* _Consigne_
Réécrivez le passage de l'article sur le troisième gouvernement Raffarin qui s'ouvre sur les mots « Le président français, Jacques » et se clôt sur « grondements du peuple. », en substituant « ministère » à « gouvernement ».
----- Extrait choisi -----
Le président français, Jacques Chirac, a reconduit dans ses fonctions son Premier ministre Jean-Pierre Raffarin, qui lui avait présenté sa démission après la déroute de la majorité présidentielle aux élections régionales. M. Raffarin a formé un troisième gouvernement dont la composition a été rendue publique, mercredi 31 mars 2004. À peine nommé, ce cabinet a été vivement critiqué, non seulement par la gauche, mais par le centre-droit. Il ne semble pas être conçu pour durer au-delà des élections européennes du 13 juin prochain.

La plupart des commentateurs se contentent d’observer que les électeurs ont sanctionné la politique sociale du gouvernement, mais que, loin d’en tenir compte, le président de la République maintient ses orientations et s’entoure d’une équipe tout à sa dévotion. Comme s’il s’enfermait avec son clan dans une tour d’ivoire, sourd aux grondements du peuple.

Une crise des institutions

Cependant cette analyse est insuffisante. Pour comprendre la crise actuelle, il faut analyser bien plus en amont les problèmes.
----- Données sources -----
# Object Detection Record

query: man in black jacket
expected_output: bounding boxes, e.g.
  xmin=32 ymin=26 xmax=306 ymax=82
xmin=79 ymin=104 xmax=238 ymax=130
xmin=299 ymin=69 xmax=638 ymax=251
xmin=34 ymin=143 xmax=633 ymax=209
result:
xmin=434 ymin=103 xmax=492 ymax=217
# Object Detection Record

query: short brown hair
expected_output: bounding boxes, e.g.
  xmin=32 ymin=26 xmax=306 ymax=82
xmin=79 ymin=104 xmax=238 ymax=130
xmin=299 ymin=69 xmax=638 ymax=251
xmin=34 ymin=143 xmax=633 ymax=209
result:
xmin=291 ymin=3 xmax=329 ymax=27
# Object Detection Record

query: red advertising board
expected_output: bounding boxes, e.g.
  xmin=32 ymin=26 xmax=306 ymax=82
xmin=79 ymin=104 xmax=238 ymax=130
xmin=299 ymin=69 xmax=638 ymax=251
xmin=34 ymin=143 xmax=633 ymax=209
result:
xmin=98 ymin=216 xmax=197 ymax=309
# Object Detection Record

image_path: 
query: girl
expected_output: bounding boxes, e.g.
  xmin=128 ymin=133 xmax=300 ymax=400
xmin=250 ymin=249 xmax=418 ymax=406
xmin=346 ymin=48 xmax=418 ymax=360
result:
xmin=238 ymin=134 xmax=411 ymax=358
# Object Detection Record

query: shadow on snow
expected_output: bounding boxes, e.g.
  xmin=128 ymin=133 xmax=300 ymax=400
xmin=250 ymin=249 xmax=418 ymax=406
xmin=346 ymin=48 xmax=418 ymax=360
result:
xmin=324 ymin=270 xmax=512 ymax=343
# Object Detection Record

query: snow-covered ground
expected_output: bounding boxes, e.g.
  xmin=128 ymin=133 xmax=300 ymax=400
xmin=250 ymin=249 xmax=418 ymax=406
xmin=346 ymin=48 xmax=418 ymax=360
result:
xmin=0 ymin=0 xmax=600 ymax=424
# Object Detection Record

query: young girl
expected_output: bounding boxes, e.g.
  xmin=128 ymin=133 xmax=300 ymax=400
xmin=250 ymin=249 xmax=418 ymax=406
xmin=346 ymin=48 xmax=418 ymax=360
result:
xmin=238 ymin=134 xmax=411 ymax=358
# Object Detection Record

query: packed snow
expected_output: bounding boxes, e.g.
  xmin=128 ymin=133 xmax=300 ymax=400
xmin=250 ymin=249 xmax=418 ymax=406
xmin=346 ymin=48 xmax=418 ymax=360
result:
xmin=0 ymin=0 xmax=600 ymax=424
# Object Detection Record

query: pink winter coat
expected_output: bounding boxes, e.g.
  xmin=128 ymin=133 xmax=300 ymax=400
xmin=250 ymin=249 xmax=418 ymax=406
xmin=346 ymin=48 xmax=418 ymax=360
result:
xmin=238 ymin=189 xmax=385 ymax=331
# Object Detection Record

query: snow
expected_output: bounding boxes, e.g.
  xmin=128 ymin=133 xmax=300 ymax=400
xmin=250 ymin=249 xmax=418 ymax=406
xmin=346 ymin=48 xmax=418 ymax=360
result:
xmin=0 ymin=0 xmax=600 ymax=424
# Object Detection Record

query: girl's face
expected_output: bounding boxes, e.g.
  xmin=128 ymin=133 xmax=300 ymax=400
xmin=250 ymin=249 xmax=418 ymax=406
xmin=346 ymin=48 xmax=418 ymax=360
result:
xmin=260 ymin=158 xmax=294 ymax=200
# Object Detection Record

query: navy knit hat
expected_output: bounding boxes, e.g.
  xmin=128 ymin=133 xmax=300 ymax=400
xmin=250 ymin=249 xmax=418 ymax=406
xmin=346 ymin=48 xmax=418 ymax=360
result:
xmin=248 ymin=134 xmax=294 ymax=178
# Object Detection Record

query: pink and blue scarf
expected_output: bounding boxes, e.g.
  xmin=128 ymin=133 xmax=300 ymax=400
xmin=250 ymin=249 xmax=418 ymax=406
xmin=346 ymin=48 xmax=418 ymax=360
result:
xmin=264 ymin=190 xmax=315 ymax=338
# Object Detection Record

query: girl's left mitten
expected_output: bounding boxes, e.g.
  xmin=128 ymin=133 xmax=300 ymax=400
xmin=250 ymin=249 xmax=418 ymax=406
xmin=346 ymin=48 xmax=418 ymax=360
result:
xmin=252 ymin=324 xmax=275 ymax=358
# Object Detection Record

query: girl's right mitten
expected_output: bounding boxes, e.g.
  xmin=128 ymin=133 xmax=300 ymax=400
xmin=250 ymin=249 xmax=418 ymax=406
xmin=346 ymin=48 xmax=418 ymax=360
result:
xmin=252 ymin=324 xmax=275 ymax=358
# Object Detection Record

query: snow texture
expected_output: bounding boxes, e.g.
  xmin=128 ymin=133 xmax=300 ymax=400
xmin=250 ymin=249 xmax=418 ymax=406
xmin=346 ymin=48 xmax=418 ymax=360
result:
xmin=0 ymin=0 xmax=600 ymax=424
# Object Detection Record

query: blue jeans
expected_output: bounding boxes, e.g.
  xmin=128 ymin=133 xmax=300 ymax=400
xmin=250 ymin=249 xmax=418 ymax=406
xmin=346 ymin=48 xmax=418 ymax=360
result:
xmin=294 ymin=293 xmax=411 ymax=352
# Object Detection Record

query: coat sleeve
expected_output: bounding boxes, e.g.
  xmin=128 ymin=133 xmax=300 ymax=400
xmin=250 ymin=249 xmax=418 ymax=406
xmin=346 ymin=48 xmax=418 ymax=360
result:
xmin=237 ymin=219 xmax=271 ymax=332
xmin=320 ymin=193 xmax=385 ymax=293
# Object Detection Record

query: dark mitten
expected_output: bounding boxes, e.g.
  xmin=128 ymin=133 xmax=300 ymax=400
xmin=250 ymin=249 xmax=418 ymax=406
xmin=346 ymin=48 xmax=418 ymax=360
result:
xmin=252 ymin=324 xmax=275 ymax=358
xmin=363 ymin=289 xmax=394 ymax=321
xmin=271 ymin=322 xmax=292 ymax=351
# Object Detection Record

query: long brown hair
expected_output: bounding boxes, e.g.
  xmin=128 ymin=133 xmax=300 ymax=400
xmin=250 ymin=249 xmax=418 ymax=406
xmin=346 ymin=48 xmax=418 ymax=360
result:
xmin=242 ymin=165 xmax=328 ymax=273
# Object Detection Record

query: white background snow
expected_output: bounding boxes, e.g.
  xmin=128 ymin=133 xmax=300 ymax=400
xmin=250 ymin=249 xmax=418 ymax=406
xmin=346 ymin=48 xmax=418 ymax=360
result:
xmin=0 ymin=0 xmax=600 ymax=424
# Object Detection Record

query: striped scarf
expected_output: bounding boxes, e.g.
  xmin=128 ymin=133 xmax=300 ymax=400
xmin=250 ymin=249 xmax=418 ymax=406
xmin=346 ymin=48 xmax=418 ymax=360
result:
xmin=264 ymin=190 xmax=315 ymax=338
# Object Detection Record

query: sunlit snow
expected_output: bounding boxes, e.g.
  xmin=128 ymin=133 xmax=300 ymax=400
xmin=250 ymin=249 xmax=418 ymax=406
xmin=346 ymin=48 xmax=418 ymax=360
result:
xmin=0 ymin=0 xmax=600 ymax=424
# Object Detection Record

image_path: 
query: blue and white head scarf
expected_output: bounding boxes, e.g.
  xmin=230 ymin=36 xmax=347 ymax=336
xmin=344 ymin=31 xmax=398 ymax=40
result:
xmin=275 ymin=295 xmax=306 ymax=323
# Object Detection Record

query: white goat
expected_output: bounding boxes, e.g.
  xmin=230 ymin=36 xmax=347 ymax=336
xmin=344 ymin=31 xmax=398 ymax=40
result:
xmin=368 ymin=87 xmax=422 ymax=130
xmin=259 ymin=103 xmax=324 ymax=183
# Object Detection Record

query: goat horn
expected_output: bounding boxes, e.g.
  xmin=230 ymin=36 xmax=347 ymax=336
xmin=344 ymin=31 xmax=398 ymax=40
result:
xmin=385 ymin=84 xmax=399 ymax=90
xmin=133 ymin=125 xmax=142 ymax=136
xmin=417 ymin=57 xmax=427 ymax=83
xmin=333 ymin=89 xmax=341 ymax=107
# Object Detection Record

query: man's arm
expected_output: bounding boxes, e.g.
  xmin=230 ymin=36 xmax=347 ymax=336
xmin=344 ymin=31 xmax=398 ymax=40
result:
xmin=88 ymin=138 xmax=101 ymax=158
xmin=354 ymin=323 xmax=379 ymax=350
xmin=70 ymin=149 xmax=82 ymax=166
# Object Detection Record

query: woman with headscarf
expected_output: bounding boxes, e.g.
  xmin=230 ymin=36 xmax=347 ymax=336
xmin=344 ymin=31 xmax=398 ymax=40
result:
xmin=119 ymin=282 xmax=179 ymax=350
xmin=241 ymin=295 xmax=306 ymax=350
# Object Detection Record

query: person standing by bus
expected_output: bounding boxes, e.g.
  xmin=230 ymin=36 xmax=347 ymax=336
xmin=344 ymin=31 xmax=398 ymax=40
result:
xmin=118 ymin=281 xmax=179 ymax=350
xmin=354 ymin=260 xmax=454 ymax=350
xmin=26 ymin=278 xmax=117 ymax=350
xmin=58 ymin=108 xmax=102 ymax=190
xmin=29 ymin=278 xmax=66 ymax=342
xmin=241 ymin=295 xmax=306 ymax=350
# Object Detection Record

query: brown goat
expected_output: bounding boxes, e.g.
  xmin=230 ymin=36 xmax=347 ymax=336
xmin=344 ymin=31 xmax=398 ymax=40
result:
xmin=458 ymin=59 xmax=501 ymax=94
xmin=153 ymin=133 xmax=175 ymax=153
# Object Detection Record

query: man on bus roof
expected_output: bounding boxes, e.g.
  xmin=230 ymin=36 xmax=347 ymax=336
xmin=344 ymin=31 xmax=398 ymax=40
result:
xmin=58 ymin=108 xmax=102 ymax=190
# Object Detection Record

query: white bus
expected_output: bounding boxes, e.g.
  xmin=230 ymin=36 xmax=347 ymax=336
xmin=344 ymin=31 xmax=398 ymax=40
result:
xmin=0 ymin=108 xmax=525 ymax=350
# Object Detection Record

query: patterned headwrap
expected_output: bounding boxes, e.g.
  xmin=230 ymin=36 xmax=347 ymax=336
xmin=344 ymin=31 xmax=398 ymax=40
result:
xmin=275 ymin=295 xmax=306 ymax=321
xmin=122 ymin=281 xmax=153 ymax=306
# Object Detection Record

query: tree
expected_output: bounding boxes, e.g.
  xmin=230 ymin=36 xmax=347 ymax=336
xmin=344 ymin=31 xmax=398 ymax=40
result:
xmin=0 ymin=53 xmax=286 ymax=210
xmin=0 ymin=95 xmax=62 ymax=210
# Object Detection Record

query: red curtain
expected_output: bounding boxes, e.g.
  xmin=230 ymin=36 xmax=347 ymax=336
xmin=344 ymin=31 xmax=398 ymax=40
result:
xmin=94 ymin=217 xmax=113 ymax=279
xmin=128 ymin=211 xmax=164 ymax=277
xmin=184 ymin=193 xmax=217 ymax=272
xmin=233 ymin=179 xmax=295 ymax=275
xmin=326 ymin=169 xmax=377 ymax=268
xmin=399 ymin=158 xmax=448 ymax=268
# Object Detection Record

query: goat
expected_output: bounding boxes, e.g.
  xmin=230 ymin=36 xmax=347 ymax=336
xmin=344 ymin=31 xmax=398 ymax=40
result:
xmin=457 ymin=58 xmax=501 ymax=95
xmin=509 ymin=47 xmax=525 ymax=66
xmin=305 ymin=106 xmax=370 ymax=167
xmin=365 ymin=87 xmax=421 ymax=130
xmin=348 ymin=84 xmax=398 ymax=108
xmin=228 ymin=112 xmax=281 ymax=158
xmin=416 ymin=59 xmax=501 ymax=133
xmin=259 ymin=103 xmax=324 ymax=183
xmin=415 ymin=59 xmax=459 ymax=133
-----
* _Corrigé_
Le président français, Jacques Chirac, a reconduit dans ses fonctions son Premier ministre Jean-Pierre Raffarin, qui lui avait présenté sa démission après la déroute de la majorité présidentielle aux élections régionales. M. Raffarin a formé un troisième ministère dont la composition a été rendue publique, mercredi 31 mars 2004. À peine nommé, ce cabinet a été vivement critiqué, non seulement par la gauche, mais par le centre-droit. Il ne semble pas être conçu pour durer au-delà des élections européennes du 13 juin prochain.

La plupart des commentateurs se contentent d’observer que les électeurs ont sanctionné la politique sociale du ministère, mais que, loin d’en tenir compte, le président de la République maintient ses orientations et s’entoure d’une équipe tout à sa dévotion. Comme s’il s’enfermait avec son clan dans une tour d’ivoire, sourd aux grondements du peuple.